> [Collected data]
-- -- --

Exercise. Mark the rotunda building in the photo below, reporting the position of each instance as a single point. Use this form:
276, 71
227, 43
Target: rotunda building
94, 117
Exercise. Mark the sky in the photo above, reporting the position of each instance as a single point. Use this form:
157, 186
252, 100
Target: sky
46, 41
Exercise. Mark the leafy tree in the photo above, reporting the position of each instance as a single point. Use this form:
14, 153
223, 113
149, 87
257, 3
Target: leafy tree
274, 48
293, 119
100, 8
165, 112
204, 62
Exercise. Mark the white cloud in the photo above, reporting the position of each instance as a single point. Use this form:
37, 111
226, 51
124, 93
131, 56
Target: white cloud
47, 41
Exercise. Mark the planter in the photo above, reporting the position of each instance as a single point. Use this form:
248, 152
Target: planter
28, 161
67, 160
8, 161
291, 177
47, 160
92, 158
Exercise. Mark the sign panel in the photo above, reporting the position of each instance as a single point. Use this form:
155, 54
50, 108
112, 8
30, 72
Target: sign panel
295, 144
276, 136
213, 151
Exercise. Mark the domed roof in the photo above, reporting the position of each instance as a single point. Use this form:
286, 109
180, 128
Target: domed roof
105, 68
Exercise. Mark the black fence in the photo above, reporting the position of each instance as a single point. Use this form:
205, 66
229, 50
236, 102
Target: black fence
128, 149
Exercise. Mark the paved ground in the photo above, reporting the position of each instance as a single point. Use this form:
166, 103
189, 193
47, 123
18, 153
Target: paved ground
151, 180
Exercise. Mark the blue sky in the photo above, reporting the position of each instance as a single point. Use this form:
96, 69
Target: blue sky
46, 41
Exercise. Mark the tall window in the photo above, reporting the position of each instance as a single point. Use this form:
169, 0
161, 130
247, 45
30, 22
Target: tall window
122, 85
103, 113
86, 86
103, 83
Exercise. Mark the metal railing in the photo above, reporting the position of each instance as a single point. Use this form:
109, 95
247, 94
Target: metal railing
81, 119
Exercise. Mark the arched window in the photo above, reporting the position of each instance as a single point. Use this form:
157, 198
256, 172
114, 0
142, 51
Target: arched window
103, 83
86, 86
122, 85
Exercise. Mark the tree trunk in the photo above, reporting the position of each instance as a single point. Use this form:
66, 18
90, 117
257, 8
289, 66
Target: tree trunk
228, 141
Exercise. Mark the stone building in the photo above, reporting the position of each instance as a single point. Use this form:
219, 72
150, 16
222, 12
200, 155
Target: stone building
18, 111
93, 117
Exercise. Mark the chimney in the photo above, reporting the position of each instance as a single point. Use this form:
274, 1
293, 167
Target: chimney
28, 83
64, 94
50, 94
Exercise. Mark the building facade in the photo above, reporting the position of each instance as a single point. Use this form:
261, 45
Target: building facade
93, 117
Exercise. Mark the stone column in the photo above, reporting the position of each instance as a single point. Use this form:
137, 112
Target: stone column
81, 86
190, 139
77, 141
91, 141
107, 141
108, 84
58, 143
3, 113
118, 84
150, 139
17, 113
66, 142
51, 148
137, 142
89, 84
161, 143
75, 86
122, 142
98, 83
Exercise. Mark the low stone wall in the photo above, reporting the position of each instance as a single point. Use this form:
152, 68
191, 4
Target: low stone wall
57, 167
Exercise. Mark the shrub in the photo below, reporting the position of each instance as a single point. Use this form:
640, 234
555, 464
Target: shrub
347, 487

-- -- --

> [EXERCISE DETAILS] Each line of the entries above that contains "below" is to be copied.

> [ANSWER TO THIS PROBLEM]
Exercise. Mark the rotunda building in the photo below, reporting the position of each instance as a single point. Use this form:
Exercise. Mark the shrub in the photo below, reporting the position of each instance as a single point. Use this form:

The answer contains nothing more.